**PROBLEM STATEMENT:**
Could you copy out every line of the data, starting at the line that has "As a warehouse robot's perception module, locate white dress" and stopping after the line that has "662, 335, 751, 401", and shift each bounding-box coordinate in the answers by -11 while leaving all other text unchanged?
------------------------------------------------
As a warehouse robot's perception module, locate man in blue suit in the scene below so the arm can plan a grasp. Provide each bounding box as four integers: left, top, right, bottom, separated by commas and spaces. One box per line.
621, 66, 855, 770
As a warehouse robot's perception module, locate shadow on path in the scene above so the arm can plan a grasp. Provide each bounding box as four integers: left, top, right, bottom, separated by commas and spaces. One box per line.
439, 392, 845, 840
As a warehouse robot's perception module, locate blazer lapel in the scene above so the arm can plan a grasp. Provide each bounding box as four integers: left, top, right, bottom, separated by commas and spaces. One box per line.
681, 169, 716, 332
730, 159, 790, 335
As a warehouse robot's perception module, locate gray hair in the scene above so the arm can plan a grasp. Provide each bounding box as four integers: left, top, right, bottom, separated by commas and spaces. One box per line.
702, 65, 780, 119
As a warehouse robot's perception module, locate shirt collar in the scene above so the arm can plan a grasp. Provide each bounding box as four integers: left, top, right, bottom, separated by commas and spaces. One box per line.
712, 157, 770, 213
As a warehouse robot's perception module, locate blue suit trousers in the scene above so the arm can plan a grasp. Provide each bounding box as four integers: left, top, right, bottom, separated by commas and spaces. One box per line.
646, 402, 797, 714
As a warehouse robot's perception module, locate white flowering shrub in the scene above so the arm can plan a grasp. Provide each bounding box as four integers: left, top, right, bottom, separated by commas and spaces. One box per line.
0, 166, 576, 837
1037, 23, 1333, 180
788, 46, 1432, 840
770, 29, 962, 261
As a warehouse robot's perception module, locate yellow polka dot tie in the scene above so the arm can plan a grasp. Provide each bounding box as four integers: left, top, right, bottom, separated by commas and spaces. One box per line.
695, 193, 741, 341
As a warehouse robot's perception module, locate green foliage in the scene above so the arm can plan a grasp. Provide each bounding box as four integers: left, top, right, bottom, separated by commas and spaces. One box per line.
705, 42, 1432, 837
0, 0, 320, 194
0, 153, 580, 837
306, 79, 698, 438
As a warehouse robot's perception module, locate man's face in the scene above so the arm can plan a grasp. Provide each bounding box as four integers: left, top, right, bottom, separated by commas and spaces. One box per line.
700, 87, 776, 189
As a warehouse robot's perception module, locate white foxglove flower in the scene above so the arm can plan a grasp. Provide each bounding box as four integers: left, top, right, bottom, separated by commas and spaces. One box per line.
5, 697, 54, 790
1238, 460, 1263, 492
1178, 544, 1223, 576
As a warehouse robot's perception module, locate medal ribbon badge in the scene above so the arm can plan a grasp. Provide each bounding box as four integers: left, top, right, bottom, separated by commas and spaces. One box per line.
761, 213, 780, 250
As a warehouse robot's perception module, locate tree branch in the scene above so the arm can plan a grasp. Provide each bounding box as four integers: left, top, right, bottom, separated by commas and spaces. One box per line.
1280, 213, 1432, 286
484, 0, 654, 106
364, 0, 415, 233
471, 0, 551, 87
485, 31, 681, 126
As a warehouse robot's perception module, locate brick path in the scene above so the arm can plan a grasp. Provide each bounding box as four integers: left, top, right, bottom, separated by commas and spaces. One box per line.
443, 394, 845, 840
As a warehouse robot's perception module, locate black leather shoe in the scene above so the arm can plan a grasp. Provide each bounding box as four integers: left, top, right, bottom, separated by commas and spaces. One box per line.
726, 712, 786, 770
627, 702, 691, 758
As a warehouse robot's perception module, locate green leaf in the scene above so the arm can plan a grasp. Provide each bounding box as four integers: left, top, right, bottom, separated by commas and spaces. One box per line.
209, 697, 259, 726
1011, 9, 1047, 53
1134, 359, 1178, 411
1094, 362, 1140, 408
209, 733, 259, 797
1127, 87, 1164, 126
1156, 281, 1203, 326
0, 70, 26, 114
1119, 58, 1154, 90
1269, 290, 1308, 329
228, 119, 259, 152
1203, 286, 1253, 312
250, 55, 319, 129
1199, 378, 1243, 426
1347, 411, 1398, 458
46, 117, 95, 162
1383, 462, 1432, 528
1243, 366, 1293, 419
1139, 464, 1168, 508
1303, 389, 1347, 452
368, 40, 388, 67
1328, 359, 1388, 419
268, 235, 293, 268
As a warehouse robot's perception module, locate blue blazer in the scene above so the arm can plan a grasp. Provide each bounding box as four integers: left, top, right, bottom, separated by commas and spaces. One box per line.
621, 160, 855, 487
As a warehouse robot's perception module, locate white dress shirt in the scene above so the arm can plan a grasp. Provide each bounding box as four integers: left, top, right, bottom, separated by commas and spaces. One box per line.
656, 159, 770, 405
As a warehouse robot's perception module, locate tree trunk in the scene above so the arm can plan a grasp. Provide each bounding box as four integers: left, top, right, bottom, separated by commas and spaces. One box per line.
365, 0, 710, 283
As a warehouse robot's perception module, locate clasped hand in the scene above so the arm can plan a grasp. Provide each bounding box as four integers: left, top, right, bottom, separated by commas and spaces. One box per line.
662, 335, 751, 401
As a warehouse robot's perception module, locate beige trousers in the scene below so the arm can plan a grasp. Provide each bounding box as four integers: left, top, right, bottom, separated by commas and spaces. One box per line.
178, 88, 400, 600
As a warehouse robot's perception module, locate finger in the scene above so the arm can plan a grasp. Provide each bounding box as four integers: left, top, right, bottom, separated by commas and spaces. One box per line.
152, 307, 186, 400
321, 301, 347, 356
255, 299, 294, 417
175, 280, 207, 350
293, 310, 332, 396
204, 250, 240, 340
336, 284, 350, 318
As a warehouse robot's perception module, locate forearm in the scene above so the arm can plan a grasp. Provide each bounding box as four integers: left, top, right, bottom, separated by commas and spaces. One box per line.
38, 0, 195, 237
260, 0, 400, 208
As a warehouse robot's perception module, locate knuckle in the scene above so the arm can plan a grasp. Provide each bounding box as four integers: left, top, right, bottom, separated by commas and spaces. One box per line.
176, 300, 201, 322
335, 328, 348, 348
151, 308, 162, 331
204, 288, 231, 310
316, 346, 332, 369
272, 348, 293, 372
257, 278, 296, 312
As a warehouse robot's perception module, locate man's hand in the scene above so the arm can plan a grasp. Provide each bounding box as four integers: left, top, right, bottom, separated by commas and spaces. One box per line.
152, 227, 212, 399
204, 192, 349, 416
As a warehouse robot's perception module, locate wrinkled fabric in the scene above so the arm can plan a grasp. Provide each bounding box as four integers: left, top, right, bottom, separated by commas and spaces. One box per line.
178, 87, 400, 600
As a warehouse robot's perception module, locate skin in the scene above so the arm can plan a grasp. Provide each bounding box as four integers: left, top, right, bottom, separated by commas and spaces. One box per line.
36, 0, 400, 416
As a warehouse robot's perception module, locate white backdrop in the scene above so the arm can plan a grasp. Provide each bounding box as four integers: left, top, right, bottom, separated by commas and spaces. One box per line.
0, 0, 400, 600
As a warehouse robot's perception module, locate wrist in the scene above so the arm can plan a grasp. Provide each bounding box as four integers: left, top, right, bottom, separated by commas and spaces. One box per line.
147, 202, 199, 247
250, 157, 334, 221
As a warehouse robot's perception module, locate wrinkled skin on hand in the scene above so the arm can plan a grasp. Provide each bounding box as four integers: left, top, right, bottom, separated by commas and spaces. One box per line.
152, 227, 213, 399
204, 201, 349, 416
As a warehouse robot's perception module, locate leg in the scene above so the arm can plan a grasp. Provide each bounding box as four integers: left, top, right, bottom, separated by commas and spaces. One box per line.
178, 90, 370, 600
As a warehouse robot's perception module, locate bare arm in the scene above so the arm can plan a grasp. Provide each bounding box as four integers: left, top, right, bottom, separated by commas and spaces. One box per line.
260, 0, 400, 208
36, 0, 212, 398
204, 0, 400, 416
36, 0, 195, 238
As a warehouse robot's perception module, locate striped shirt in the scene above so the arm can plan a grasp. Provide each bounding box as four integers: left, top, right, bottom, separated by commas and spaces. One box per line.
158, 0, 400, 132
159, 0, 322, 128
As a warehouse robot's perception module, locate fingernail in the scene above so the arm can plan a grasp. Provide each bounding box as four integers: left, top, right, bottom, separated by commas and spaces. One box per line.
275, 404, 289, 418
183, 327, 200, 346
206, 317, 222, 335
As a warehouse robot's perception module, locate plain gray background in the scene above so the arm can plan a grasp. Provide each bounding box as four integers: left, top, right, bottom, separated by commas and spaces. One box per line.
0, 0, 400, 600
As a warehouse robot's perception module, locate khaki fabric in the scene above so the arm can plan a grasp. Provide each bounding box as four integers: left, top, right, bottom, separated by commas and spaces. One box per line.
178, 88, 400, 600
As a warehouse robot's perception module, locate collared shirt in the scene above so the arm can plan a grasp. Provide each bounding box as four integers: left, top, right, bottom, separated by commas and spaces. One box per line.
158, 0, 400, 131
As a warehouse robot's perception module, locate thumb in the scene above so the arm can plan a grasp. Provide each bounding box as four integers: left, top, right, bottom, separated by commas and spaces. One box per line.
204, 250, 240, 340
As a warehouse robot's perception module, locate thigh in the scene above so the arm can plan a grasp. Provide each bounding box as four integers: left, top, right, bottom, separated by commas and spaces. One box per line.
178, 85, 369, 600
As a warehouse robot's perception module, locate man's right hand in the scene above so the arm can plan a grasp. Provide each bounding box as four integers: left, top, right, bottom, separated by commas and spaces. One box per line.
------------------------------------------------
**REPLY:**
As a warehouse robot's perception module, locate white dress shirt in the scene above so the arm can plan a grasp. Provide each bounding box as four integers: left, top, right, bottom, separated by commas and spaces. One box per line.
645, 148, 759, 394
As a warehouse robot's perception module, locate tree trunk in the scene above so the arm can plan a grasp. Provide each bounding box as four integers: left, top, right, bottom, separated by commas and spaces. One box per line.
354, -11, 699, 272
As a warehouse robot's perception module, locate clasped hand in the scene above so the arm can plan a grasp. Provide each bounding box as four integers: left, top, right, bottom, separated by commas and spaces. One box per line.
651, 324, 740, 390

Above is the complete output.